Data entries >>
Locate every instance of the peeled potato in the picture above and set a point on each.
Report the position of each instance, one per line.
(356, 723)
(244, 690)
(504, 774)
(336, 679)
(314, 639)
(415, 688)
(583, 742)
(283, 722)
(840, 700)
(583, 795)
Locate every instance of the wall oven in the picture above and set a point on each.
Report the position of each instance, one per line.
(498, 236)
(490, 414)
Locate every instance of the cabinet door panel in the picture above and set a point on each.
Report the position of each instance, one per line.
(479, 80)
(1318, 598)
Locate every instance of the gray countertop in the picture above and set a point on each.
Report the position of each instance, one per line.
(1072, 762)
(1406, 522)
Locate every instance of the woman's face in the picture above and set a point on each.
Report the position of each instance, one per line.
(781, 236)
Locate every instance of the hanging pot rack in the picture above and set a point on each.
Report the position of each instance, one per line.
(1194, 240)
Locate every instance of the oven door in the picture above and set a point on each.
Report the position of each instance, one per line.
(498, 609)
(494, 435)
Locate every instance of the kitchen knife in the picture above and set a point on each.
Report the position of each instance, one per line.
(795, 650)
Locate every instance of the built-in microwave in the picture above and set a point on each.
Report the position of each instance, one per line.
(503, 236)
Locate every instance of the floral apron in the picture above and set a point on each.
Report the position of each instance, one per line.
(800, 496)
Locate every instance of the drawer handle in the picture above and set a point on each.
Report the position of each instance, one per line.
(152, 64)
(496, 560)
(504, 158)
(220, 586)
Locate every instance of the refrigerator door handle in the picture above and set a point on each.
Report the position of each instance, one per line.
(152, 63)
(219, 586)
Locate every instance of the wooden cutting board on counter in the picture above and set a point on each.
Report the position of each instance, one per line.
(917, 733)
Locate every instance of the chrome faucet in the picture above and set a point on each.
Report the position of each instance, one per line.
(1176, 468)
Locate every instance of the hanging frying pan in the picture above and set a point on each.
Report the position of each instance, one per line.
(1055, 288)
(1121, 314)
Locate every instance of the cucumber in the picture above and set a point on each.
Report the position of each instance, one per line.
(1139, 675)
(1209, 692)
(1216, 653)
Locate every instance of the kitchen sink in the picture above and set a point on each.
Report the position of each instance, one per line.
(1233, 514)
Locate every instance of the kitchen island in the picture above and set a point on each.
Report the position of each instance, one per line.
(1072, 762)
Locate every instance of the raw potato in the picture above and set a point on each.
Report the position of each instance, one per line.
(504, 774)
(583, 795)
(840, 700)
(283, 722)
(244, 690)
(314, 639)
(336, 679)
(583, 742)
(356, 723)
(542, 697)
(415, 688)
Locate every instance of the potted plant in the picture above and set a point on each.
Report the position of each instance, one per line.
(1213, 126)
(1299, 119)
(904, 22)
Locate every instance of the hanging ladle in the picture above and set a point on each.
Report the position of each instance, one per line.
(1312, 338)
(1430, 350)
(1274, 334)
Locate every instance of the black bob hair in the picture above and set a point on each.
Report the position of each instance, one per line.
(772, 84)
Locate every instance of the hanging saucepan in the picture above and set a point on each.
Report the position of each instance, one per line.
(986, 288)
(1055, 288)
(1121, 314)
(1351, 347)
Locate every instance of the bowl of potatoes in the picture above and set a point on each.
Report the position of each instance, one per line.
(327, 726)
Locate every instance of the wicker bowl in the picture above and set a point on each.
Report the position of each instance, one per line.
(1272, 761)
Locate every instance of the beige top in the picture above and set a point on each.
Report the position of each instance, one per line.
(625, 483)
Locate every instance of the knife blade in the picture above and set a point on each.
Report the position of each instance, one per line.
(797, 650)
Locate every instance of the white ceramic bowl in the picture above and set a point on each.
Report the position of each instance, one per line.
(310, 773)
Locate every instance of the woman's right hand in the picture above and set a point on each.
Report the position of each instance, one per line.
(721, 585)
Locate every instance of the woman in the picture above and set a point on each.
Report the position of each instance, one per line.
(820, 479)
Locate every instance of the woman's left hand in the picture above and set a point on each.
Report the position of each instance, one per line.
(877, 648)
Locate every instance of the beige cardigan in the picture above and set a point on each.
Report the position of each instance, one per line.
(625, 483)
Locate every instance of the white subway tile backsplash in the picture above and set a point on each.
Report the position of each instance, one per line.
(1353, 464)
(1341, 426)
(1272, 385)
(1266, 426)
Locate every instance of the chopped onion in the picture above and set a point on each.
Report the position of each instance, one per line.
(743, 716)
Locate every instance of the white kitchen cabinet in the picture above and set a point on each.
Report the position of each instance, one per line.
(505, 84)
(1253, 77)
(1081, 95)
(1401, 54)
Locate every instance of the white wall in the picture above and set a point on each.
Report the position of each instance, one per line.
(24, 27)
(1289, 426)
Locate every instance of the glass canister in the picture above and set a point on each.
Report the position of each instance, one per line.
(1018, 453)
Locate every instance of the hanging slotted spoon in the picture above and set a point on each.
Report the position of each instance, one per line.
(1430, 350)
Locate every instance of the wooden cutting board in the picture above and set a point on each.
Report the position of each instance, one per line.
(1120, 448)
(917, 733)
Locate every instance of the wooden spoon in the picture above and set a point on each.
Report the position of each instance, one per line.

WORK TASK >>
Please transcribe every entry above exactly as it appears.

RESULT BELOW >>
Locate every instance of the peeled potato in the picture above and set a point on each.
Report the position of each instance, one per line.
(356, 723)
(244, 690)
(504, 774)
(336, 679)
(314, 639)
(415, 688)
(583, 742)
(283, 722)
(840, 700)
(583, 795)
Locate every instance of the wall oven in the picture above and set a point on each.
Report the position of each instance, one per line.
(498, 236)
(490, 414)
Locate every instance of the cabinet door panel in the picture above and set a point on each.
Report the position of each instance, one per line.
(479, 80)
(1318, 598)
Locate every instance of the gray countertop in the picture above and set a point on each.
Report the position of each instance, one per line.
(1072, 762)
(1406, 522)
Locate every instance of the woman's face in the picture above and set a point on each.
Report the position of each instance, one per line.
(781, 236)
Locate every instance of the hanging pot rack in the picture above and set a point on each.
Report the position of each instance, one per line.
(1194, 240)
Locate every instance of the oven door in the picture above and set a point on each.
Report the position of each instance, one per line.
(498, 609)
(494, 435)
Locate every instance of the kitchen knife in the picture above and set a point on each.
Report the position of each instance, one per line.
(795, 650)
Locate every instance of the built-in microwave in the picture above and set a point on each.
Report the position of each instance, one per line.
(503, 236)
Locate every instance of the floral apron in the picture above and set a point on each.
Report the position of each instance, one per line.
(800, 496)
Locate every instance of the drawer handle in the picture above and set a point on each.
Report the position of each instance, one per line.
(152, 64)
(496, 560)
(504, 158)
(220, 586)
Locate every instance of the refrigerator door handle in the picture above and set a point on each.
Report the position of each instance, one per line.
(152, 63)
(219, 586)
Locate every instance of the wooden cutting board on counter in the picture above and set a point on each.
Report the position of each instance, one per line.
(917, 733)
Locate every instance of the chrome faucet in the picture above and set a point on each.
Report the position of each instance, one per line.
(1176, 468)
Locate every instance of the hanging frying pan in the picture above and set a point on each.
Report the position of each instance, one per line.
(1055, 288)
(1121, 314)
Locate every instance of the cucumber in the picture above and set a point on each.
Report the position of each instance, one per line.
(1139, 675)
(1209, 692)
(1216, 653)
Locate every instance of the kitchen sink in the picture above and set a point on each.
Report the position of each instance, one per line.
(1233, 514)
Locate every instance of the kitchen island in the picture above and set a point on each.
Report the position of each instance, one per line.
(1072, 762)
Locate every instance of the raw potato in the picture above and set a point on each.
Report the position of each instance, one per line.
(504, 774)
(583, 795)
(840, 700)
(283, 722)
(244, 690)
(314, 639)
(336, 679)
(583, 742)
(356, 723)
(542, 697)
(415, 688)
Locate every instance of the potted plant in the picture above and set a point on each.
Report the position of each instance, one per line.
(1213, 126)
(1299, 119)
(904, 22)
Locate every instance of the hanging ladle in the picture above and set a point on each.
Report the position of each instance, one per line.
(1312, 338)
(1430, 350)
(1274, 334)
Locate every instance of the black bob hair in the picture above and set a point on each.
Report the position of each instance, one per line.
(772, 84)
Locate every instance of the hanging saucepan in the picture above and set a point on each.
Report the position of each instance, one per line.
(986, 288)
(1055, 288)
(1121, 314)
(1351, 347)
Locate every instance of the bowl of potatoes in the picture above and set a point on each.
Report the position of each instance, one per line.
(327, 726)
Locate every instance of the wicker bowl in the picture above and set a point on each.
Report the position of each instance, one per line.
(1272, 761)
Locate every instance of the beige top in the picture above and set a point on each.
Report the position of each instance, one per line.
(625, 483)
Locate every instance of the knife blade in the picture above and set a point on each.
Report the position of each instance, one per line.
(797, 650)
Locate every instance of the white ceramic bowl in the picture above and set a point on each.
Report the position of each instance, one per line.
(310, 773)
Locate every instance of the woman's right hand in the picture above and set a point on each.
Report the position of each instance, one per line.
(721, 585)
Locate every instance of the woman in the picture above and set a point on each.
Report the position of each instance, one per line.
(820, 479)
Locate every instance of the woman's left hand in the picture above and set a point on each.
Report the position of each instance, one per line.
(877, 648)
Locate every instance of the beige cardigan in the picture above and set a point on each.
Report the position of each instance, one per line.
(625, 483)
Locate every instance of the white subway tile backsplash in the picture above and set a point on each.
Report the position of each instance, one per line.
(1353, 464)
(1341, 426)
(1272, 385)
(1266, 426)
Locate every instance of the chopped onion in the picture above and set a point on each.
Report the position of each instance, one per line.
(743, 716)
Locate every instance of the white kitchen cabinet in the picture above and set a point on each.
Report the position of each instance, one per line.
(505, 84)
(1253, 77)
(1081, 95)
(1401, 54)
Locate every instance of the white wall in the picture above and set a point on each.
Report the position of each instance, one per line.
(24, 27)
(1289, 426)
Locate every instance of the glass canister in the picture above and set a point on each.
Report the position of each instance, one per line.
(1018, 453)
Locate every instance of the hanging slotted spoon in the picture above and set a point on each.
Report the position of each instance, one per line.
(1430, 350)
Locate every instance of the wooden cutting board in the picture above and set a point on each.
Report the position of each instance, one per line.
(1120, 448)
(917, 733)
Locate every instance of the wooden spoon in the picture above and set a point on each.
Report the position of each instance, one per line.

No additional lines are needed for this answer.